— Extract provided —
▶

## Sunday, May 16, 2010

### Running out of IPv4 addresses

There exists one more possible "disaster" somewhat similar to Y2K that might actually be somewhat more threatening:
The world may be running out of IP addresses.
See Google News for some updates. The ICANN head warned that only 8-9 percent of the IP addresses are left. On December 21st, 2012, the Mayan Long Count calendar is ending, so it is expected that by the end of 2012, the IP addresses will be gone. ;-)

No one else will be able to connect to the Internet. You won't be able to sell another cell phone. Of course, this prediction is complete nonsense because if such a global problem were real, we would already be seeing it "locally" in the portions of the Internet that have already run out of the address space. But there is *a* problem because the new largest domains that can get their new part of the address space may become impossible at some point in the near future and they may be forced to "share" with the existing ones.

Recall that every computer on the Internet - which also starts to mean every powerful enough cell phone (and other computer-like devices that will appear in the future, like a gadget inside a bag of coffee in the supermarket that will communicate with the supermarket to inform it whether the bag has already been sold or stolen) - has its own identification. I don't talk about the "motls.blogspot.com" addresses that are readable by humans. The internet traffic is directed according to numerical addresses that are not so easily readable by humans (unless you are able to read numbers, of course haha).

The routers and computers are using the so-called IPv4 addresses these days, a particular standard that has developed from simpler ways to identify the hosts in the past. They're made out of 32 bits. They can be separated to 4 bytes (a byte is eight bits) i.e. 4 numbers between 0 and 255 (note that 2^8 = 256). For example, arxiv.org may also be called 128.84.158.119. Now, 2^{32} is around 4 billion - less than the world's population.

Clearly, this number is not quite enough. Many of us need several IP addresses for our computers and cell phones - and some addresses are also wasted.

◀

Reproduce the post above about running out of IPv4 addresses word for word, from its date line to its final sentence.

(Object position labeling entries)
▶

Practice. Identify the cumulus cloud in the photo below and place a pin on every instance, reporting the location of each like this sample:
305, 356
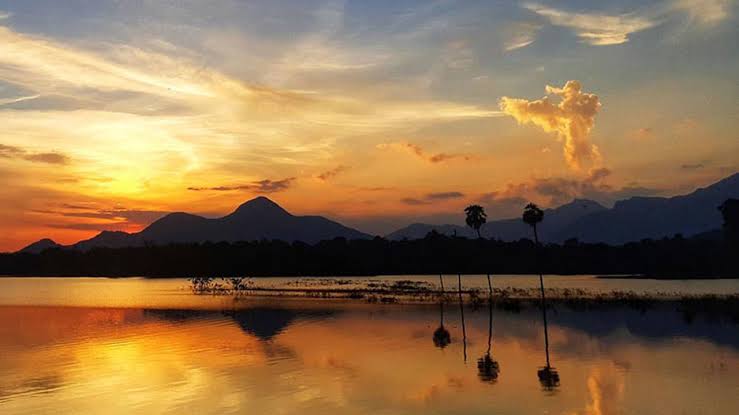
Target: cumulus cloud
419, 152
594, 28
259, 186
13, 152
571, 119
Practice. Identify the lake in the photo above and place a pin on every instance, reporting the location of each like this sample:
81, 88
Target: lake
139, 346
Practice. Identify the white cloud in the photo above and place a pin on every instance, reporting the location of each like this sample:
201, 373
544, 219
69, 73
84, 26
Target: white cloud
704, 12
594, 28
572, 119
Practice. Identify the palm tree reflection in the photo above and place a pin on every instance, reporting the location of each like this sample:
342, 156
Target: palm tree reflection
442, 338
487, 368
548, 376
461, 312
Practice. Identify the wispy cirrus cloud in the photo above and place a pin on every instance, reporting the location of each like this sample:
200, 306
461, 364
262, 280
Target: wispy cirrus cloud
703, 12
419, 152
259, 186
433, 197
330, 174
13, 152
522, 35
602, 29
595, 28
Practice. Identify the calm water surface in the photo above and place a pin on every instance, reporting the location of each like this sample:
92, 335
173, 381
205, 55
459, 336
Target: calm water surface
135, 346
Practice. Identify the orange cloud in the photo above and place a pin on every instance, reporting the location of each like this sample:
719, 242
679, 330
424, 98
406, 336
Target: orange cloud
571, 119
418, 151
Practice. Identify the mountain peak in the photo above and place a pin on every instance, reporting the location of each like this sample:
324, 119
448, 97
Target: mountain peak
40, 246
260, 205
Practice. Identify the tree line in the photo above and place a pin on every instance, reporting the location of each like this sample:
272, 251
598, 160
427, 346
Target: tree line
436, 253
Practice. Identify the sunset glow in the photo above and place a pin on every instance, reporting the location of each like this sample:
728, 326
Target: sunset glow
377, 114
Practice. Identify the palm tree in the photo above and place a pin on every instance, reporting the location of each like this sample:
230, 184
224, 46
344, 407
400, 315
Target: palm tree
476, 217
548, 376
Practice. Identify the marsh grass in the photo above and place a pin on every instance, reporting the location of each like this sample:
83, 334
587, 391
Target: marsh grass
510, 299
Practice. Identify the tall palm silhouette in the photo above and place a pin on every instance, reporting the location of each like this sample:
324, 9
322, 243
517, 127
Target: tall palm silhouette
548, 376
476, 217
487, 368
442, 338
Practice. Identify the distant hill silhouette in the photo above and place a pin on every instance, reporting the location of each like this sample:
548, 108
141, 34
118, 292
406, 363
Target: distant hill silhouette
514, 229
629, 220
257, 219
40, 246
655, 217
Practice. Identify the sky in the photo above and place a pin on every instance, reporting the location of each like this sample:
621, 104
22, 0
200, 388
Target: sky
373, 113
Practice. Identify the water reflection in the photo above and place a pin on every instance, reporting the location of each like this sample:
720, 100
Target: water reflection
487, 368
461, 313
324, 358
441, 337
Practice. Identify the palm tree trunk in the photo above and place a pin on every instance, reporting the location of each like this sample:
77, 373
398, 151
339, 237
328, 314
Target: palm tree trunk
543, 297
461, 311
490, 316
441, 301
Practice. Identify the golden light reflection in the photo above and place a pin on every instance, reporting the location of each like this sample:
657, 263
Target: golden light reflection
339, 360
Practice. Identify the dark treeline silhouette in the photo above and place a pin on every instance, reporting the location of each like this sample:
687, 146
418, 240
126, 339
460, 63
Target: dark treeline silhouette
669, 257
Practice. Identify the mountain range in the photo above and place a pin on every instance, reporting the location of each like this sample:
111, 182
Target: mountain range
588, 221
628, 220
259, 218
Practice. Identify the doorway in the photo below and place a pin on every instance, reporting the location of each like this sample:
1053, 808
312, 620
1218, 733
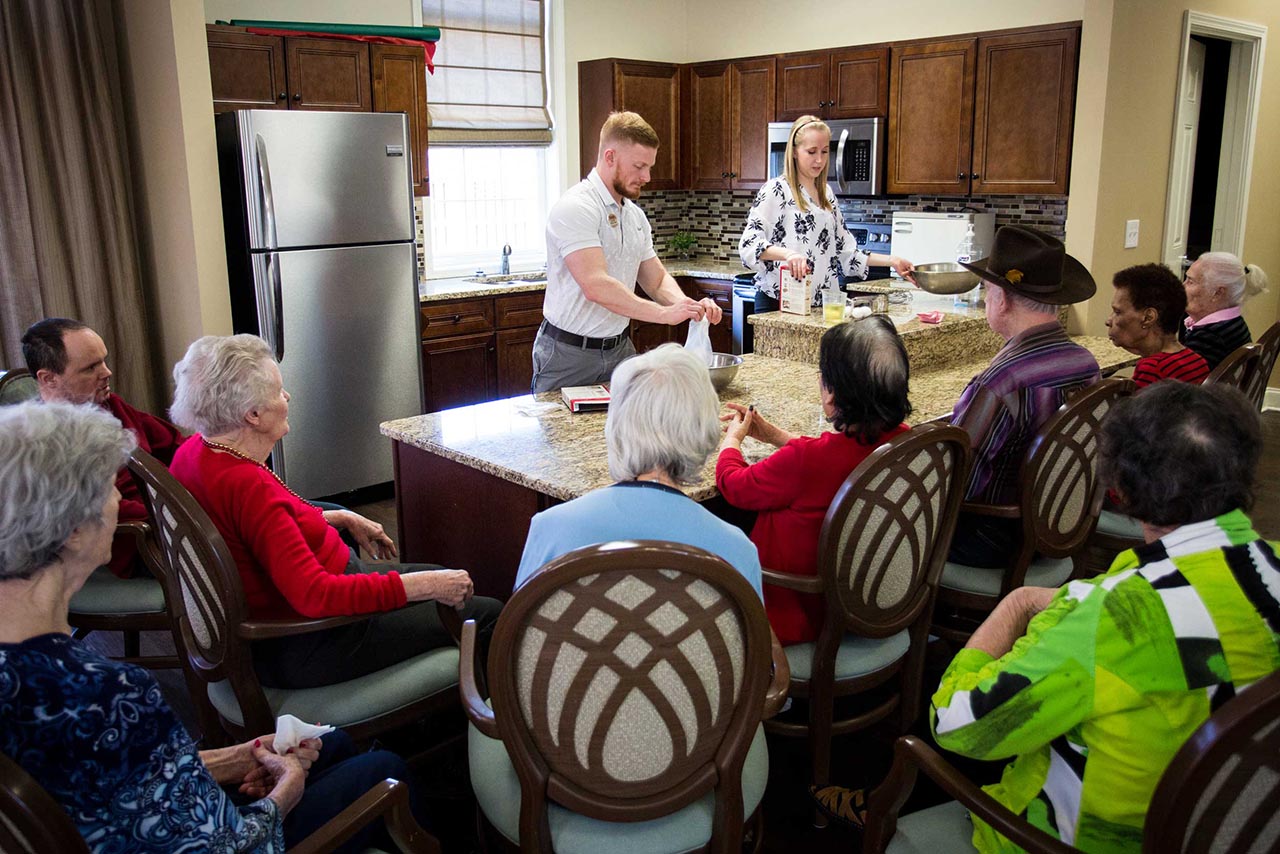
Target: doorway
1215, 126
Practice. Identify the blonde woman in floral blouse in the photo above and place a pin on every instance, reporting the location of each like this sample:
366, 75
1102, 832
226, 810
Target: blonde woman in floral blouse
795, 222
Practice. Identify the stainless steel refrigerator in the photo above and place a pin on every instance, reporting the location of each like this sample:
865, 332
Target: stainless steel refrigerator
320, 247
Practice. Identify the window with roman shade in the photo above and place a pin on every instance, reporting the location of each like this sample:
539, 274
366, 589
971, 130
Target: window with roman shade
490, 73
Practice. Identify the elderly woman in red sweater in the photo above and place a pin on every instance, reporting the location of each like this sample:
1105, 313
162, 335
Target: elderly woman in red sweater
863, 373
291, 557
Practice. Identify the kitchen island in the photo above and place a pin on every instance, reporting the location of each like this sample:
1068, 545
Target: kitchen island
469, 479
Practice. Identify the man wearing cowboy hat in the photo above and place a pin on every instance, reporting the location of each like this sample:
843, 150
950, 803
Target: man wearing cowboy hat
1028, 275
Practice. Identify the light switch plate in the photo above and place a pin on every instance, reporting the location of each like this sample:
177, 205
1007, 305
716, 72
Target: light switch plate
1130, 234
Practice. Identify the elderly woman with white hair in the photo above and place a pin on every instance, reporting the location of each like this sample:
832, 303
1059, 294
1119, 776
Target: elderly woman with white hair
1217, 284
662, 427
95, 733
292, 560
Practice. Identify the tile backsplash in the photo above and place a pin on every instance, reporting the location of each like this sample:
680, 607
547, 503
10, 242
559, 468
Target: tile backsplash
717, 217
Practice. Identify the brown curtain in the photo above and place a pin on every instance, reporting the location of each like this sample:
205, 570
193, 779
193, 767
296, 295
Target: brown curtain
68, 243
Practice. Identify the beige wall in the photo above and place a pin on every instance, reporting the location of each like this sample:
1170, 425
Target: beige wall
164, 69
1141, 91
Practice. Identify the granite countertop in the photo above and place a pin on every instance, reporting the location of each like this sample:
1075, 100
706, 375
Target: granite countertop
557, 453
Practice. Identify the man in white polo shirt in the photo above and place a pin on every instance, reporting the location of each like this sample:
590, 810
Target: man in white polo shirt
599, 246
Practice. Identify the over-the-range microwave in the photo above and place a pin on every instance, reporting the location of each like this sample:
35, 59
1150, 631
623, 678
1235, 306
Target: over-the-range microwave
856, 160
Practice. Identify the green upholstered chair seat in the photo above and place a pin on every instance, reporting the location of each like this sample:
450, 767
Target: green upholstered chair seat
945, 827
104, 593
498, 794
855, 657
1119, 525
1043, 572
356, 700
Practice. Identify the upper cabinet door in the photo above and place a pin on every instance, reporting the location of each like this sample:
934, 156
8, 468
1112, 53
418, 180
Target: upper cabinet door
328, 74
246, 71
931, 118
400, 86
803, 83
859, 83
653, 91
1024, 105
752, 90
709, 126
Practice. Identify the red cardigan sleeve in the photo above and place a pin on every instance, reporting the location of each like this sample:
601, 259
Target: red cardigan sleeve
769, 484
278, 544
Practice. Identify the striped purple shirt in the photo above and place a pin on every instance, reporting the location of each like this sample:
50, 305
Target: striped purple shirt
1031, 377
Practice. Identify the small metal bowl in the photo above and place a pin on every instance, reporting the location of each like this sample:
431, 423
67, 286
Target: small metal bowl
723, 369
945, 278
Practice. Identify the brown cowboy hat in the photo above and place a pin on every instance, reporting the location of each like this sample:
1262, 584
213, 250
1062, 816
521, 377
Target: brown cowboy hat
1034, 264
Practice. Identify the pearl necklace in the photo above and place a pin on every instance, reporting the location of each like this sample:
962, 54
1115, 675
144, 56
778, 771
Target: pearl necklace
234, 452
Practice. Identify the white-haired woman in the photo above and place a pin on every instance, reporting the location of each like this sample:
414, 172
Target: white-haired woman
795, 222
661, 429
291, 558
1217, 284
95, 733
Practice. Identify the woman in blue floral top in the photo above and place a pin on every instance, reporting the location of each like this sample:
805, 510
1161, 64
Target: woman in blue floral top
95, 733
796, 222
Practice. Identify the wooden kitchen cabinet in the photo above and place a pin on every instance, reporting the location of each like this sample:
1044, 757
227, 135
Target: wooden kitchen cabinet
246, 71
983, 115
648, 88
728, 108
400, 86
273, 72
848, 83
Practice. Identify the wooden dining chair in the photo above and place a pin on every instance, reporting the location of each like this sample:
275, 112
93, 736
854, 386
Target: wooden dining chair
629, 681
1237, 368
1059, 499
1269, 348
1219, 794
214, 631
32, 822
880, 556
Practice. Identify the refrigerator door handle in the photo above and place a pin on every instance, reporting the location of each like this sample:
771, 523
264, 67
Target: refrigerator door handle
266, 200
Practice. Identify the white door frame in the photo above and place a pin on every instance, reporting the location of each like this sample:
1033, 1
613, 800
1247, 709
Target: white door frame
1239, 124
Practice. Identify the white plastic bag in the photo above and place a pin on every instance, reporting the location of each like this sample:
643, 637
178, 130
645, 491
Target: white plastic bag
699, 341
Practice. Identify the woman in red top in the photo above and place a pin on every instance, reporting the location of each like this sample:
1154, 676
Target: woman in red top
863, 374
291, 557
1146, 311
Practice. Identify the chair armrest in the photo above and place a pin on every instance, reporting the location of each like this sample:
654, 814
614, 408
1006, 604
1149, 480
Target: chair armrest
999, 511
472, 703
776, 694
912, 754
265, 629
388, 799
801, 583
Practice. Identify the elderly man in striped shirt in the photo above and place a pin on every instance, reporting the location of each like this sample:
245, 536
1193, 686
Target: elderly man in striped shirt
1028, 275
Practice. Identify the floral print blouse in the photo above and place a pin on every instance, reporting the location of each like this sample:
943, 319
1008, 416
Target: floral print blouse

◀

— Solution for this exercise —
## Sunday, May 16, 2010

### Running out of IPv4 addresses

There exists one more possible "disaster" somewhat similar to Y2K that might actually be somewhat more threatening:
The world may be running out of IP addresses.
See Google News for some updates. The ICANN head warned that only 8-9 percent of the IP addresses are left. On December 21st, 2012, the Mayan Long Count calendar is ending, so it is expected that by the end of 2012, the IP addresses will be gone. ;-)

No one else will be able to connect to the Internet. You won't be able to sell another cell phone. Of course, this prediction is complete nonsense because if such a global problem were real, we would already be seeing it "locally" in the portions of the Internet that have already run out of the address space. But there is *a* problem because the new largest domains that can get their new part of the address space may become impossible at some point in the near future and they may be forced to "share" with the existing ones.

Recall that every computer on the Internet - which also starts to mean every powerful enough cell phone (and other computer-like devices that will appear in the future, like a gadget inside a bag of coffee in the supermarket that will communicate with the supermarket to inform it whether the bag has already been sold or stolen) - has its own identification. I don't talk about the "motls.blogspot.com" addresses that are readable by humans. The internet traffic is directed according to numerical addresses that are not so easily readable by humans (unless you are able to read numbers, of course haha).

The routers and computers are using the so-called IPv4 addresses these days, a particular standard that has developed from simpler ways to identify the hosts in the past. They're made out of 32 bits. They can be separated to 4 bytes (a byte is eight bits) i.e. 4 numbers between 0 and 255 (note that 2^8 = 256). For example, arxiv.org may also be called 128.84.158.119. Now, 2^{32} is around 4 billion - less than the world's population.

Clearly, this number is not quite enough. Many of us need several IP addresses for our computers and cell phones - and some addresses are also wasted.